Activity: Across all the entries below, how many lines contain the string "handshake"? The number by itself is the answer.

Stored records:
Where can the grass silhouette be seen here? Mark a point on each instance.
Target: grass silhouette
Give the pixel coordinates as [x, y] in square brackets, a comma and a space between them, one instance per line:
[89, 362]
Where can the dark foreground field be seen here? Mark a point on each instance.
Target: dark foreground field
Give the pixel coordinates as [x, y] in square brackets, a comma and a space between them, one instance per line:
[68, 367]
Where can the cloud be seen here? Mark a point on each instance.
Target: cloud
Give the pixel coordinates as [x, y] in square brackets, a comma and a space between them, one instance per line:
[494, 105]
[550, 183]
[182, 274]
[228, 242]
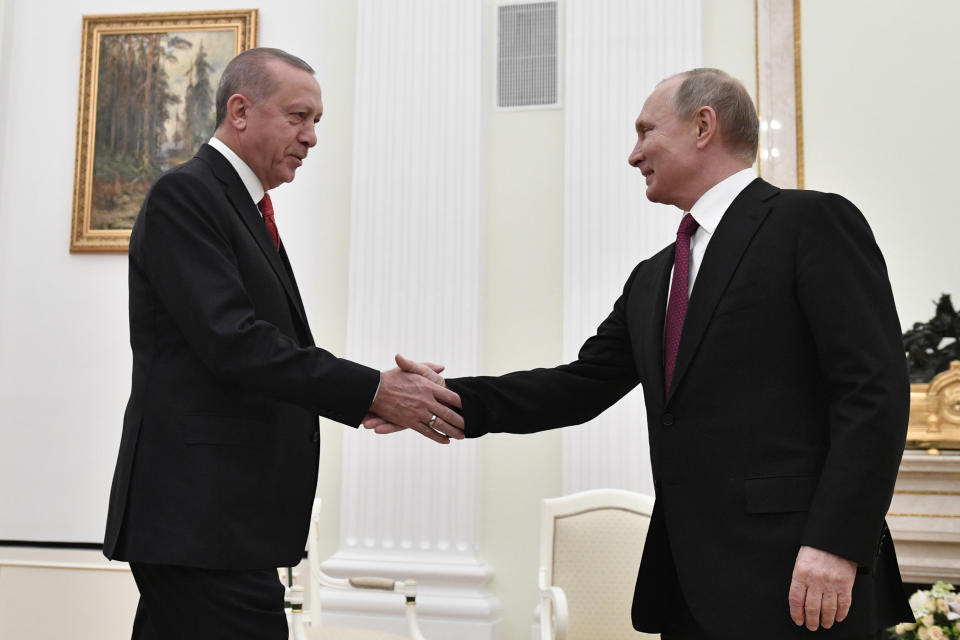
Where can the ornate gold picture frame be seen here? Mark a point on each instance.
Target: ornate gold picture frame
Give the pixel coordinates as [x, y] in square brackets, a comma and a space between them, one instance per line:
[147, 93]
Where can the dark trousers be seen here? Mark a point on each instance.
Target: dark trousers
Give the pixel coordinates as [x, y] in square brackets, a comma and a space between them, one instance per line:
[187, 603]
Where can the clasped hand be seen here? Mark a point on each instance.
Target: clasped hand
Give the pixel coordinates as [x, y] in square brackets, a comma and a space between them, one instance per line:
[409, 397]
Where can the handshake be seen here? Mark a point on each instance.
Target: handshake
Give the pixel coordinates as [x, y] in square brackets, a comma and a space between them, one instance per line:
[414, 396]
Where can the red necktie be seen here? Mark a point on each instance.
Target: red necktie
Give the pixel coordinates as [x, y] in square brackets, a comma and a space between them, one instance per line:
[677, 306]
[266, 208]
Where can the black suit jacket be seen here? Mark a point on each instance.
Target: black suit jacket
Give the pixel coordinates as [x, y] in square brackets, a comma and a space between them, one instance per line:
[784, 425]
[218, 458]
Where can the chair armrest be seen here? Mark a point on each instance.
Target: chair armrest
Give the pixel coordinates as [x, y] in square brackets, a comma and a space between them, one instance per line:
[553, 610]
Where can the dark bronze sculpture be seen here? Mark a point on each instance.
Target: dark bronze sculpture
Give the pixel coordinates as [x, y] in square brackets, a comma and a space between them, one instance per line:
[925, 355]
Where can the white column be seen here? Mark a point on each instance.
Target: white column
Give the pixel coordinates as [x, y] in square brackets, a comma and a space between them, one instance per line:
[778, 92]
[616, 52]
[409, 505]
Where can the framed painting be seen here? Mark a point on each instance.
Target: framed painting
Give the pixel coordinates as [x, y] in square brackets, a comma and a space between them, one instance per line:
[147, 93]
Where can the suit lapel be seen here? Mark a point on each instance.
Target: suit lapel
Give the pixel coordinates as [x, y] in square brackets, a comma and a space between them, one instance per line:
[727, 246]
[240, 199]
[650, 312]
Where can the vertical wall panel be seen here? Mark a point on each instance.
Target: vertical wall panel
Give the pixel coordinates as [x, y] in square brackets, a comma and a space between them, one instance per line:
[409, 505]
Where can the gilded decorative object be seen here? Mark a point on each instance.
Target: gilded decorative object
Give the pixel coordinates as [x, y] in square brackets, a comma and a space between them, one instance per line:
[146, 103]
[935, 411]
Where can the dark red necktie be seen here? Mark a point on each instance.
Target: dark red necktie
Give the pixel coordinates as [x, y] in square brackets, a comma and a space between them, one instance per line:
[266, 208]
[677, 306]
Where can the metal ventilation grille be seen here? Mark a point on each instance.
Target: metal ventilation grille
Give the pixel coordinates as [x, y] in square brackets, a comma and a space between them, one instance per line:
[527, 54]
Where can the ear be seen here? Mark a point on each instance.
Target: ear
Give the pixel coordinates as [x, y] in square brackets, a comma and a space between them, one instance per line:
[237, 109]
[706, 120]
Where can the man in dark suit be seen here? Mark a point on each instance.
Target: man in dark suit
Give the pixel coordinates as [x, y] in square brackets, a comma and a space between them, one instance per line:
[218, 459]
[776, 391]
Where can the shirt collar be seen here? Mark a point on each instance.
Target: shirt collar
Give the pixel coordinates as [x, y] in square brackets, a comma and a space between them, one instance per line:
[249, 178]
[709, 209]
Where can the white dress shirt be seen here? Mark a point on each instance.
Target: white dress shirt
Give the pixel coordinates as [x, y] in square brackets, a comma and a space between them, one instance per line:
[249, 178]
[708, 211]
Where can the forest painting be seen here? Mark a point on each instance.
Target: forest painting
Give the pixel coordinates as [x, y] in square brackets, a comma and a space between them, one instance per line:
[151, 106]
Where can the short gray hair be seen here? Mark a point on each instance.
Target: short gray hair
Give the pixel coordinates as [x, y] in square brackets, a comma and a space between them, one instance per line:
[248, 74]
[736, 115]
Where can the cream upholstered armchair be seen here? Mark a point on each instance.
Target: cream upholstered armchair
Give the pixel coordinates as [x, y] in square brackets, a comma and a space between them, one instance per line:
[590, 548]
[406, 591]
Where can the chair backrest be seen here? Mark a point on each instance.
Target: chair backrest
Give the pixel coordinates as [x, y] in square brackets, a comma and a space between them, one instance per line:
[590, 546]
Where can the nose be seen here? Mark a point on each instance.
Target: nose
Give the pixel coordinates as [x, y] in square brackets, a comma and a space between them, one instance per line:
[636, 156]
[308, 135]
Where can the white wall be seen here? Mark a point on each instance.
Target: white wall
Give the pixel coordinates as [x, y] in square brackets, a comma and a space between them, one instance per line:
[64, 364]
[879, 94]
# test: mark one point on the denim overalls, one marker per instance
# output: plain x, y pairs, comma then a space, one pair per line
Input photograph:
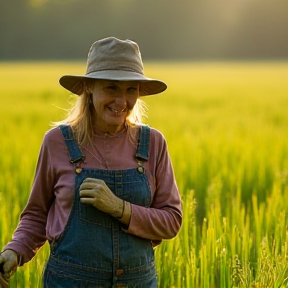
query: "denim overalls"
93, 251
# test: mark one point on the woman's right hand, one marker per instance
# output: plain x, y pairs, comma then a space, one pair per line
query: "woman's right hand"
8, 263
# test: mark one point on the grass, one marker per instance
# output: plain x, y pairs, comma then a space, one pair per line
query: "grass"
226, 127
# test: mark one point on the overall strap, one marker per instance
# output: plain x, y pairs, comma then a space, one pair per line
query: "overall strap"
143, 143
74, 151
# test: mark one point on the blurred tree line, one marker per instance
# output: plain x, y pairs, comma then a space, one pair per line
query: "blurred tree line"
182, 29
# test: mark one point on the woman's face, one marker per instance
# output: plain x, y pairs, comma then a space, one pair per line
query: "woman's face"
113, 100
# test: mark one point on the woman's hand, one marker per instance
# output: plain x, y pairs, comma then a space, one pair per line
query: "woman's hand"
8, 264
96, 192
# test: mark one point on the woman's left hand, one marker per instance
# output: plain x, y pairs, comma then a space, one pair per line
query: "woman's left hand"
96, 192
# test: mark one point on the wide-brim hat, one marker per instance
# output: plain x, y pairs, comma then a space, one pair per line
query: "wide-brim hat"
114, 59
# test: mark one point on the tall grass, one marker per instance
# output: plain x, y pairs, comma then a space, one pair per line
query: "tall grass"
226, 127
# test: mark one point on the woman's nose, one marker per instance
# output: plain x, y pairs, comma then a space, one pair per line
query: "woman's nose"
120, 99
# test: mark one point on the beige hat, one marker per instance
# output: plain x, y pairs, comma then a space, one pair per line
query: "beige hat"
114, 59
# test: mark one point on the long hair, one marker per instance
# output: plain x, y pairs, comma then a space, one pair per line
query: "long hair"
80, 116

==

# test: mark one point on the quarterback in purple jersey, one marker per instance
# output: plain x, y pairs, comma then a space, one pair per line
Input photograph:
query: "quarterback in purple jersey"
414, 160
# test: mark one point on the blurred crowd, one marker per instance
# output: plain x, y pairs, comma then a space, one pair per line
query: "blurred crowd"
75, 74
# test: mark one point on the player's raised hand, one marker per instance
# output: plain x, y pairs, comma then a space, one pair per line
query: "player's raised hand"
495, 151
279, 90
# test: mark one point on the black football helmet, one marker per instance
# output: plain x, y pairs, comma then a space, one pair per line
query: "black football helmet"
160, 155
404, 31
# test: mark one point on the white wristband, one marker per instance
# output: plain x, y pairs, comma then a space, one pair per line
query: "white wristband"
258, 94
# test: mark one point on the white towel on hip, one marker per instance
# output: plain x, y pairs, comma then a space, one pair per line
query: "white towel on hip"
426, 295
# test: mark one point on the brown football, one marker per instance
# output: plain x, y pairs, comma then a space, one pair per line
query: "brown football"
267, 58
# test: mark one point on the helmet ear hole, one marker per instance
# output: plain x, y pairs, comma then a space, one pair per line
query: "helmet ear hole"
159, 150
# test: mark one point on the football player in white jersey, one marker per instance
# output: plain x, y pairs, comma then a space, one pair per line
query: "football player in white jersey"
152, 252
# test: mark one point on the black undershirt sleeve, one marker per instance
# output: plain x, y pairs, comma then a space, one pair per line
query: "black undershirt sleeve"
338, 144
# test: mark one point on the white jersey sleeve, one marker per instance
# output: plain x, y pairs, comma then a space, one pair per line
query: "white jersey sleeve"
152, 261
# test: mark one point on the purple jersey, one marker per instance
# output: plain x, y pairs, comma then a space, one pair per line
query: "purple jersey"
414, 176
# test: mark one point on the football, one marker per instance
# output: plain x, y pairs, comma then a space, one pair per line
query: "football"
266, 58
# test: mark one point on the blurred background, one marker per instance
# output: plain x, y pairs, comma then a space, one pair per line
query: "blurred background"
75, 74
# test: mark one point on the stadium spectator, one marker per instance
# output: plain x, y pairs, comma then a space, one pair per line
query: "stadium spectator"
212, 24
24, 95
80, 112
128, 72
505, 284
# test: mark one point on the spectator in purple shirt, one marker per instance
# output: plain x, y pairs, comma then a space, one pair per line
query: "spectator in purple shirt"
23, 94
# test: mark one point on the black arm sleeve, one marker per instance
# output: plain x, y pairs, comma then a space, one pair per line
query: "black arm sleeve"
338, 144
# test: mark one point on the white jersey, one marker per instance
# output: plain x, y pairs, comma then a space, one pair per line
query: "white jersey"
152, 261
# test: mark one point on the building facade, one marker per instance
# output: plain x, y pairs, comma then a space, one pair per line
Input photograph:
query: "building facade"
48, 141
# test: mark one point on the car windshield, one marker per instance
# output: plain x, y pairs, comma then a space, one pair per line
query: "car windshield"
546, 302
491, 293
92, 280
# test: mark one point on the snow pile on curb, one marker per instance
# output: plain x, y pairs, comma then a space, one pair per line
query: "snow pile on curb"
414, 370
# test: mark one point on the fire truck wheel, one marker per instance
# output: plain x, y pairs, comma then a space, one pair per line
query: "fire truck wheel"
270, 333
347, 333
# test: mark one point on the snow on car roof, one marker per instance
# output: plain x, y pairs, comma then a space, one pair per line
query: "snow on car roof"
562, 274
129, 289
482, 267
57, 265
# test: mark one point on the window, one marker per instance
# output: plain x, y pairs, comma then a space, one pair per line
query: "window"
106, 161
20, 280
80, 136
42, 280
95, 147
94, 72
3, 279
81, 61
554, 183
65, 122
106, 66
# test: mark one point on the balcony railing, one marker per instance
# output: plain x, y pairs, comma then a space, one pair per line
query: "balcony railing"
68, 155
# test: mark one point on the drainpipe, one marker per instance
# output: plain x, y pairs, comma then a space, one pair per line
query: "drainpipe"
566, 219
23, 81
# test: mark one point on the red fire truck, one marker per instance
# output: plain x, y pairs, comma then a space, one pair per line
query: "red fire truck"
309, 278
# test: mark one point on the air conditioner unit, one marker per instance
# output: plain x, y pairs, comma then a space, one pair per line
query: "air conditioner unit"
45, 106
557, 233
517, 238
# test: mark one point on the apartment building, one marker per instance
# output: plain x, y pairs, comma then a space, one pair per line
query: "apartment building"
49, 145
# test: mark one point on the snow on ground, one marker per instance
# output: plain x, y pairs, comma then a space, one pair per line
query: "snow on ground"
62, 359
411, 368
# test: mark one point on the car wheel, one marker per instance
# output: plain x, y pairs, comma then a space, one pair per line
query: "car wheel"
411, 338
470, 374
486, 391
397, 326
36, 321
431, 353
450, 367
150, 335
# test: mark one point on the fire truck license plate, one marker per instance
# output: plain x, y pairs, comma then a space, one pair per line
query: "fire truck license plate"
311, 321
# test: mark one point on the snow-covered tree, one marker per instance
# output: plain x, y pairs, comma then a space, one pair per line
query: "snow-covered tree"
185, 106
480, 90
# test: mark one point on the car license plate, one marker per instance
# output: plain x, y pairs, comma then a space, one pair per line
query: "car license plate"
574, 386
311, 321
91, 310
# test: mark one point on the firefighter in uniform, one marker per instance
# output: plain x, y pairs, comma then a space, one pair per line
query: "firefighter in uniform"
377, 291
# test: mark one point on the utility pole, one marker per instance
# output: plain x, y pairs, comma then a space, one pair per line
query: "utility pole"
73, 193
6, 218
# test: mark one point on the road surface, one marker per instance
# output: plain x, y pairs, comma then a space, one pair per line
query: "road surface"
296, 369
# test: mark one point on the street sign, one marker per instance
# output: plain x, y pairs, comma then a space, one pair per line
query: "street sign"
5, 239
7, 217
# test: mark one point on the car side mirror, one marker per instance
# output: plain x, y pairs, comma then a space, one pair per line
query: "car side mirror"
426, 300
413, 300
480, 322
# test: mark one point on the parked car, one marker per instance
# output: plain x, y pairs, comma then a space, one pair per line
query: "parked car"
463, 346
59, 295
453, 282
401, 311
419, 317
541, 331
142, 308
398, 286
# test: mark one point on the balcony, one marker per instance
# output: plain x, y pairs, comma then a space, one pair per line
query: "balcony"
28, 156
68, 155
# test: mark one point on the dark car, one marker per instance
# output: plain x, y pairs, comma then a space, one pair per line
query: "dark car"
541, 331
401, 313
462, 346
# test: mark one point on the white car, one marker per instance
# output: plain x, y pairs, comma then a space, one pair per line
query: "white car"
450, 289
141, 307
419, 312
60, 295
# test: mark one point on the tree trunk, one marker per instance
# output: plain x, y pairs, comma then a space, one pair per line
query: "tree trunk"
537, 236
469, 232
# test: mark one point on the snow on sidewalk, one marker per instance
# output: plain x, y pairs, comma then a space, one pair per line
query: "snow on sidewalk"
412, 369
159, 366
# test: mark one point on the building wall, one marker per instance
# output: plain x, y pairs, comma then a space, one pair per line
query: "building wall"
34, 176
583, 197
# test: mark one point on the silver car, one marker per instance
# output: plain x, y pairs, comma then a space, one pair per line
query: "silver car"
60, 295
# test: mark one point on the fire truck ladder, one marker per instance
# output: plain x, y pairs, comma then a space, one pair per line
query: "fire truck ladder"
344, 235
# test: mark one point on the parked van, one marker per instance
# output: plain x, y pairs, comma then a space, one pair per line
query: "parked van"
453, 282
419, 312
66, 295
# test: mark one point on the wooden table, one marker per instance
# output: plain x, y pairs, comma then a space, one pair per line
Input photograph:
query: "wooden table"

* * *

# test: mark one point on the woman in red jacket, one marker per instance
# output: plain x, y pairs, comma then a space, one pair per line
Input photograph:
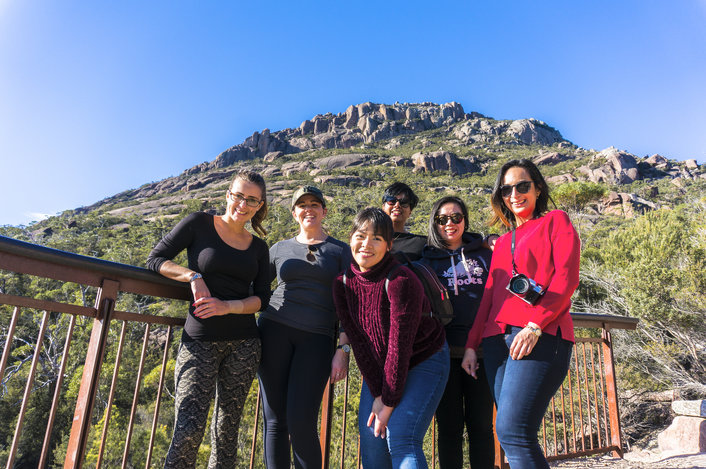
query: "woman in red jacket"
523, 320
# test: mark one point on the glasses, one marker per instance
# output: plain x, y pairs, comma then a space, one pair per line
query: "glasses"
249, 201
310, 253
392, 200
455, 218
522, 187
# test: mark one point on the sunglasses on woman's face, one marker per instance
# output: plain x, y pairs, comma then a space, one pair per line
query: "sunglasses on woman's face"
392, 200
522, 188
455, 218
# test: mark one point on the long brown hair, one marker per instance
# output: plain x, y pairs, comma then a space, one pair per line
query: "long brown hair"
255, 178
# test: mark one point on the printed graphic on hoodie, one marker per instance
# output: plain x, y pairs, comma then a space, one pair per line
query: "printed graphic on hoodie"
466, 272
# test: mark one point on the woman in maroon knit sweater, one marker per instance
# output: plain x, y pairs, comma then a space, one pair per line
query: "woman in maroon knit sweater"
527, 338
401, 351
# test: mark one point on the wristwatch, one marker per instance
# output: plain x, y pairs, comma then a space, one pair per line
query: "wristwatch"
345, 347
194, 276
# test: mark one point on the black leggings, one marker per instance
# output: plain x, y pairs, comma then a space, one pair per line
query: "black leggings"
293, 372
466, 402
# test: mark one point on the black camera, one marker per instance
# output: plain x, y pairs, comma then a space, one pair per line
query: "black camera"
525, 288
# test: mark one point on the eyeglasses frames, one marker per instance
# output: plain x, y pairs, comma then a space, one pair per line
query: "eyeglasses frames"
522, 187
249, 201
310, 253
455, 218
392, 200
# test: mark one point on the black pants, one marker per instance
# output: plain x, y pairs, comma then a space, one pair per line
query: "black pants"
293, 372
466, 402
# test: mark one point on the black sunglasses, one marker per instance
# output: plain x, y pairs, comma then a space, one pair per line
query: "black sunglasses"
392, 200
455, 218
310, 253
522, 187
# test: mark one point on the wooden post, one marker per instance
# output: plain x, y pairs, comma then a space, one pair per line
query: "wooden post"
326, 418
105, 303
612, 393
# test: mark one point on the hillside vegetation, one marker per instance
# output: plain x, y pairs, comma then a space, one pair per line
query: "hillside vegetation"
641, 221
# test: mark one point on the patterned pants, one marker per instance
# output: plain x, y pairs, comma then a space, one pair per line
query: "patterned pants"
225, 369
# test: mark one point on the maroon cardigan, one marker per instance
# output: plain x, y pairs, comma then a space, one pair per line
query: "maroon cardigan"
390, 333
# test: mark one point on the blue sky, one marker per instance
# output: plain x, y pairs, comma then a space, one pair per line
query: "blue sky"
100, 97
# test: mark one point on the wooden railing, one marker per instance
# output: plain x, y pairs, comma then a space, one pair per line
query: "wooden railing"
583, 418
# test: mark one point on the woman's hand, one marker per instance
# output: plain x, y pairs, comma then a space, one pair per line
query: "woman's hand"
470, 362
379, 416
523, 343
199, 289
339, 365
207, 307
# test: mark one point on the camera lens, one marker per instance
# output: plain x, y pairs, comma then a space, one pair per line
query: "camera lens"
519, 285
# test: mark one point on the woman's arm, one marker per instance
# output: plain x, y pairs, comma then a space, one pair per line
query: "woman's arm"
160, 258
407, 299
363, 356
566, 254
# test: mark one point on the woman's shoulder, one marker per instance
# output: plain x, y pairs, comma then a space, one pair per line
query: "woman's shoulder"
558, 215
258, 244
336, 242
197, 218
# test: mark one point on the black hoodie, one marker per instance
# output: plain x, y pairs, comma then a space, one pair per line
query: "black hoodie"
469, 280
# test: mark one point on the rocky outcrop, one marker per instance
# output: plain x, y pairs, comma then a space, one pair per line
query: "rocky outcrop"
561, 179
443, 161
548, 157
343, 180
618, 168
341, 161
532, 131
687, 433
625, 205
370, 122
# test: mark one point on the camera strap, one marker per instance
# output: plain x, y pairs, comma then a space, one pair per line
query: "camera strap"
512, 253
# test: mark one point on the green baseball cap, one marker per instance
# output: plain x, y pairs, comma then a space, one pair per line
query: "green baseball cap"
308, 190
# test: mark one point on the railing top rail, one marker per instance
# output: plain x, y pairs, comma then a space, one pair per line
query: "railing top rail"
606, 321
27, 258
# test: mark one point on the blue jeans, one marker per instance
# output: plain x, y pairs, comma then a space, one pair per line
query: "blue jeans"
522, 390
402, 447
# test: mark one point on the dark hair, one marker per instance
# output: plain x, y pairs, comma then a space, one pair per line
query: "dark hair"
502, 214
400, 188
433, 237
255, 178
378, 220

Answer to this task: 2